= Problem details =
Please transcribe every entry below exactly, without including the pictures.

** Opening Supplied entries block **

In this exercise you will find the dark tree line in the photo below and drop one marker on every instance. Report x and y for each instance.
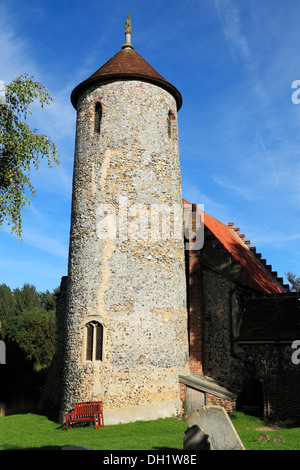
(27, 327)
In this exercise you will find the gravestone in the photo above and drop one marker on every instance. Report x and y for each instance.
(215, 422)
(195, 439)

** Closing Supplied entries block **

= Exercise result =
In this exercise you will find the dark tree line in the photo below and drop one marker on every instance. Report x and y for each instance.
(27, 327)
In this exercise you will find the gravestone in the photo above and drop one marker on every instance. Report x and y for each instance.
(215, 422)
(195, 439)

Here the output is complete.